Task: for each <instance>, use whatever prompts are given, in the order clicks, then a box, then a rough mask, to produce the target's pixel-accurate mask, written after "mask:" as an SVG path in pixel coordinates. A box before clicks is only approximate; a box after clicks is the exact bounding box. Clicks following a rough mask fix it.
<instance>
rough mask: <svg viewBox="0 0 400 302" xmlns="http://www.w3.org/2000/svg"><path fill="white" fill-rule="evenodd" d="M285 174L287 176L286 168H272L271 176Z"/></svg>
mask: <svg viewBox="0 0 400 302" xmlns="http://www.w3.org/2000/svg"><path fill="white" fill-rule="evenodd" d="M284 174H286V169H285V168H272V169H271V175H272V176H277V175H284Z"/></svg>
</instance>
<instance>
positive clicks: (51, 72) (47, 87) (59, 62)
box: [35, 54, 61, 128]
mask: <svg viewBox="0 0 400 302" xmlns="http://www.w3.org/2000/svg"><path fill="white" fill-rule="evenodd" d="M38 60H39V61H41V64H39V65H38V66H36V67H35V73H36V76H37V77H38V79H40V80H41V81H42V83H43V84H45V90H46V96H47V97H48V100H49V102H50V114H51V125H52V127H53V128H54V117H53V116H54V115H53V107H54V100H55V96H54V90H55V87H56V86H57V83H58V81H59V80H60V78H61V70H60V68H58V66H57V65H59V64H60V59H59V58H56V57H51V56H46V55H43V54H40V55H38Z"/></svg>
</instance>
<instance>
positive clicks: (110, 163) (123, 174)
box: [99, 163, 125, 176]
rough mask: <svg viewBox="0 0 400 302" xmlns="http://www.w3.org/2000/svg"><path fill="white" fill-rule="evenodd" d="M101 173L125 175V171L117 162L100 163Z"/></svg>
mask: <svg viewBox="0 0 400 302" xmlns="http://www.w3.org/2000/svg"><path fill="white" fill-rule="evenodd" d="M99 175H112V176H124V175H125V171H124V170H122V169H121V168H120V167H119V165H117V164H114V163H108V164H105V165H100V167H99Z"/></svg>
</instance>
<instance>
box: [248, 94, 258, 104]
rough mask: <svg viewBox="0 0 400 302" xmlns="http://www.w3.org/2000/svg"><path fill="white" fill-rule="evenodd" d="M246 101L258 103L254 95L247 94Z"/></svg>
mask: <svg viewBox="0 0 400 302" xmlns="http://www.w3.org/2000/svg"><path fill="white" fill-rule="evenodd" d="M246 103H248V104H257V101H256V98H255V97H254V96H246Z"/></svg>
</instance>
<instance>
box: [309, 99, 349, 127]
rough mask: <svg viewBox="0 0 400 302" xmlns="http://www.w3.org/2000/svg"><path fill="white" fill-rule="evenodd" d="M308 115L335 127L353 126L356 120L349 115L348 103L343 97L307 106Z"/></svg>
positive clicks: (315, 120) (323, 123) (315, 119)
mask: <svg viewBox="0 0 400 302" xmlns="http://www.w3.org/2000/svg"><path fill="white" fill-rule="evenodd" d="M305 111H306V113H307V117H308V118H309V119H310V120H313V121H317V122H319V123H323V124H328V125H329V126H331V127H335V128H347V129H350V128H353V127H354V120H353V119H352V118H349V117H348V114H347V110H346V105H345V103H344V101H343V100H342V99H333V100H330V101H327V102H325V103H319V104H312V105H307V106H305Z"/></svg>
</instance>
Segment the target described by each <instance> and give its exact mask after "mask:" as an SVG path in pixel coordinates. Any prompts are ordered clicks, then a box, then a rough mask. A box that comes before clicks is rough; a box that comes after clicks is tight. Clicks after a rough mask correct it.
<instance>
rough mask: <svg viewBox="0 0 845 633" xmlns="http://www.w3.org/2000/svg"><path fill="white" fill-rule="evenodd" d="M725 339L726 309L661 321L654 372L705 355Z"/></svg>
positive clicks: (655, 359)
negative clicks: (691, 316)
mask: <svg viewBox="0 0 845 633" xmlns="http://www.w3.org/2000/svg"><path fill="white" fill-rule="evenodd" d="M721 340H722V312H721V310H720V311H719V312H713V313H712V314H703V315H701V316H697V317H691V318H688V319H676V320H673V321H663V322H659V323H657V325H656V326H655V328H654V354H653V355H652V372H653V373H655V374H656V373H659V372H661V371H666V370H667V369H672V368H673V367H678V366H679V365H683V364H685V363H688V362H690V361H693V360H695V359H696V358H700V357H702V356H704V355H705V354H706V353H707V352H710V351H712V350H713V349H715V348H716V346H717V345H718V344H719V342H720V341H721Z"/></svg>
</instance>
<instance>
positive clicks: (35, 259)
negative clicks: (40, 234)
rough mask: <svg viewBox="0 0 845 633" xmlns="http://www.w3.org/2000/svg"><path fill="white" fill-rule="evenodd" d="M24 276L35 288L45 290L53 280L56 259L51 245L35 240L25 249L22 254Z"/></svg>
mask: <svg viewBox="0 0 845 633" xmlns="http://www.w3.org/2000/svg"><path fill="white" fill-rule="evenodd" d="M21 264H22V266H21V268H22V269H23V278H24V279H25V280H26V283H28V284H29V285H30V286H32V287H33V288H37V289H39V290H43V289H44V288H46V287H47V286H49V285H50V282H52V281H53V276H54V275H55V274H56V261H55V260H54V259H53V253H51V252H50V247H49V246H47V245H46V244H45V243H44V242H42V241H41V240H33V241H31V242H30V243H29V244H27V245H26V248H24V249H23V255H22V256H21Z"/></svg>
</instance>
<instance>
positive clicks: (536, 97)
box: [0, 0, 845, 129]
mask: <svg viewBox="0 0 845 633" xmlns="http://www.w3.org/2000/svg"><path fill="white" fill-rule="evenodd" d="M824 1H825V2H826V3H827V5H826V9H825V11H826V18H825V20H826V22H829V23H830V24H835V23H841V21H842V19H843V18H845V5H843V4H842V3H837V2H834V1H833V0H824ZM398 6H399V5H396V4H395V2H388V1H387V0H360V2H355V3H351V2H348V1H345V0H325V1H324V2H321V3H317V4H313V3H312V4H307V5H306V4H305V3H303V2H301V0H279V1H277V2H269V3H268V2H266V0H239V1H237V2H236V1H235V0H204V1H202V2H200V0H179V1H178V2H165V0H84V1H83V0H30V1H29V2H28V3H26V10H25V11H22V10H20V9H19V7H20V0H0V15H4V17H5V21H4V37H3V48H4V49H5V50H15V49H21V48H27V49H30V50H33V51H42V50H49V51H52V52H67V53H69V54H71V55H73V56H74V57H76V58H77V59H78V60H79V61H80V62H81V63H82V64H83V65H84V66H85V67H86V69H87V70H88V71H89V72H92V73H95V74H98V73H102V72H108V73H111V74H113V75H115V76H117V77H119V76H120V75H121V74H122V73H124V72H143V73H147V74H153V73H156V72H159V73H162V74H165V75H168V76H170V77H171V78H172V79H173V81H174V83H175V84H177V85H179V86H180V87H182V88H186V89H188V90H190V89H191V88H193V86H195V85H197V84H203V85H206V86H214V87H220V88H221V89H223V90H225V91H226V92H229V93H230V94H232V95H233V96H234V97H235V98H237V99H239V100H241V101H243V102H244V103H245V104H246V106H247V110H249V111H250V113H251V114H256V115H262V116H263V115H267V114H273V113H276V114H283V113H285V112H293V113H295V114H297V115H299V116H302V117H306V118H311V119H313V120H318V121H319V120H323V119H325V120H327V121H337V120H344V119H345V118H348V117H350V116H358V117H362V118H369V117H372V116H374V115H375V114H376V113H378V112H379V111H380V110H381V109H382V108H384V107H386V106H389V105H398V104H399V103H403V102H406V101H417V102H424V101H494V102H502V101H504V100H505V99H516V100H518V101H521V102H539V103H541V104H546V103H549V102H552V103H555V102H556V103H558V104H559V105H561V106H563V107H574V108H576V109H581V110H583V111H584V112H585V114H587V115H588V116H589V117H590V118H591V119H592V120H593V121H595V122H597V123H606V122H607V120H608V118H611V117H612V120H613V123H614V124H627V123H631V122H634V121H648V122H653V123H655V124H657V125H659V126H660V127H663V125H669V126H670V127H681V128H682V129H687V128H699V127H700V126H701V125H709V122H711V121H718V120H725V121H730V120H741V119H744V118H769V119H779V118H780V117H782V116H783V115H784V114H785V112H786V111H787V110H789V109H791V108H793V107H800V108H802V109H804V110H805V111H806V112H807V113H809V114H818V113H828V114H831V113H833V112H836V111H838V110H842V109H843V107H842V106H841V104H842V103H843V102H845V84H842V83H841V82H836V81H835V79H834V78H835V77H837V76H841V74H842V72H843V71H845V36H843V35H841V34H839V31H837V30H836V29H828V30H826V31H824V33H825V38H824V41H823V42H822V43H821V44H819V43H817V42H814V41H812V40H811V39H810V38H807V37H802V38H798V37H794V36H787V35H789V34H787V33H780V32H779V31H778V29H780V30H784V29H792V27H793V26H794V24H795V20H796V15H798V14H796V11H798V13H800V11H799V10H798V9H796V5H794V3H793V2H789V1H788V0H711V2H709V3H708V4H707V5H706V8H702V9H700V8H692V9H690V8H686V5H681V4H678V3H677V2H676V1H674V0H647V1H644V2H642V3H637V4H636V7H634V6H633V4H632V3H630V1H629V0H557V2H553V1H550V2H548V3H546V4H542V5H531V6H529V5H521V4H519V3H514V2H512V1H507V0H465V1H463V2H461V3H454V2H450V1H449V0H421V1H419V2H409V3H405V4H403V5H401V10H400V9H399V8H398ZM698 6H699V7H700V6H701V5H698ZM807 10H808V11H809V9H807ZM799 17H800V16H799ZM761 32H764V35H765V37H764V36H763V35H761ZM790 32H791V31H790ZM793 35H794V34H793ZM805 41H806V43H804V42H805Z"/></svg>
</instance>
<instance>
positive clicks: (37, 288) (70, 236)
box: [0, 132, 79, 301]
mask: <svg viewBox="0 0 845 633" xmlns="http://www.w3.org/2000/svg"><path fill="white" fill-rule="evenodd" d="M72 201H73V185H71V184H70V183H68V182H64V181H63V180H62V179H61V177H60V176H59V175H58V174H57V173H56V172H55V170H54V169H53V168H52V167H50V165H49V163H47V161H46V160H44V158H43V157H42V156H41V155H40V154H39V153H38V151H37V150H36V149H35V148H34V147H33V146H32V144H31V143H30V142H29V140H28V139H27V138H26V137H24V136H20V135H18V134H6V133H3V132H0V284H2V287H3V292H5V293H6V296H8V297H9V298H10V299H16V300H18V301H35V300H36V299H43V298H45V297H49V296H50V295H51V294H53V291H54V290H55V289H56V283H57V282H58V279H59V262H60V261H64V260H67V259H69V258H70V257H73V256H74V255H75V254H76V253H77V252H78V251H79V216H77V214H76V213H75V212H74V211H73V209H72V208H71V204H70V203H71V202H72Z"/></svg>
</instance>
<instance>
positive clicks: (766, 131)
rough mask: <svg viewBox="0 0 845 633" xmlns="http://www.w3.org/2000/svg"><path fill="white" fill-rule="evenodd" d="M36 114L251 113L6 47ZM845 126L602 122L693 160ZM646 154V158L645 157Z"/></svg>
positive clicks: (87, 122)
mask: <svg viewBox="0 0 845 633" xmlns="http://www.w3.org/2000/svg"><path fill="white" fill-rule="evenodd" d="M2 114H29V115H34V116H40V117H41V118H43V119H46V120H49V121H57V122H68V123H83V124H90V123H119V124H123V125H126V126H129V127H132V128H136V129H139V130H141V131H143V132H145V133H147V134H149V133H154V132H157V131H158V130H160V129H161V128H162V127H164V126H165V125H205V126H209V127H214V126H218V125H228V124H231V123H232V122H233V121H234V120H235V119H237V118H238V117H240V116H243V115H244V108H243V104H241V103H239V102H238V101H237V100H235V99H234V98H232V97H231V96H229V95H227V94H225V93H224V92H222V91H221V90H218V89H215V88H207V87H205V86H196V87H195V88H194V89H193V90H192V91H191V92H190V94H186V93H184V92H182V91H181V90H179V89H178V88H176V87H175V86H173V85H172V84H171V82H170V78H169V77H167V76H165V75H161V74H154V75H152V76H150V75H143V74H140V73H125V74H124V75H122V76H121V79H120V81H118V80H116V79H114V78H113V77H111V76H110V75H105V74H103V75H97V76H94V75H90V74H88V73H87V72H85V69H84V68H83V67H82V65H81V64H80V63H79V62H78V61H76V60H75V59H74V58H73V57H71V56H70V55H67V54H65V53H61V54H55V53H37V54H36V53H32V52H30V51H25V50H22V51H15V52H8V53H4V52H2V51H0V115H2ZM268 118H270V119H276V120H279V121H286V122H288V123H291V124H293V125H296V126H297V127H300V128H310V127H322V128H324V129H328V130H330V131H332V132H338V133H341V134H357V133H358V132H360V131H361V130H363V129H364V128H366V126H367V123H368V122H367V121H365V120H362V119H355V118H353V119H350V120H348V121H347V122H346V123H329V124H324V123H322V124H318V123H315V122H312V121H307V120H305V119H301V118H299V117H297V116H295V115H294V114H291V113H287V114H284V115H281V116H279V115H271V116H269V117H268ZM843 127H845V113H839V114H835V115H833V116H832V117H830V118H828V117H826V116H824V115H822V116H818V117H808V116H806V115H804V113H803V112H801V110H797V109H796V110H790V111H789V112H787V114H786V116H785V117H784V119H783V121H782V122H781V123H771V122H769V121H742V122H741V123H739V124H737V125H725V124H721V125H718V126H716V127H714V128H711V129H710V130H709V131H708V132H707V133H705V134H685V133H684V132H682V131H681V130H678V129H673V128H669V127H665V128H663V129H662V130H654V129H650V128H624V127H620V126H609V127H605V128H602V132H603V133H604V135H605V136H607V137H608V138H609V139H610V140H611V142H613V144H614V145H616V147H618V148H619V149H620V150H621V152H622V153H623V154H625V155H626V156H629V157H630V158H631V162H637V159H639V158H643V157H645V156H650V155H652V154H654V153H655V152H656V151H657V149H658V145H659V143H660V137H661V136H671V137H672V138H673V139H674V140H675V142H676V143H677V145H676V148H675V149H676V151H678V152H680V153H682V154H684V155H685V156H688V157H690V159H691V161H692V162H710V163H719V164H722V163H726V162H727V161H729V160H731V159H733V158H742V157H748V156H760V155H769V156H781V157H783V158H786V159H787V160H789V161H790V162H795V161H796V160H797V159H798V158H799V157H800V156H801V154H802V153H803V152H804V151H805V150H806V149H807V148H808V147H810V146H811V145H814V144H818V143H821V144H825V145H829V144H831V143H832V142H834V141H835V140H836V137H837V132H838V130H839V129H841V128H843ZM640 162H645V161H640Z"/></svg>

▸ WORK REQUEST:
Copy the entries from the beginning through the line that contains "174L287 176L286 168H272L271", swapping every "rough mask" for "coarse mask" and changing nothing else.

▸ RESULT:
Task: for each <instance>, use whatever prompts are given, in the order clicks, then a box, then a coarse mask, to produce the target's pixel-accurate mask, written after "mask:" as an SVG path in pixel coordinates. A box before clicks is only approximate; a box after clicks is the exact bounding box. Clicks following a coarse mask fix it.
<instance>
coarse mask: <svg viewBox="0 0 400 302" xmlns="http://www.w3.org/2000/svg"><path fill="white" fill-rule="evenodd" d="M285 174L287 176L286 168H272L271 176Z"/></svg>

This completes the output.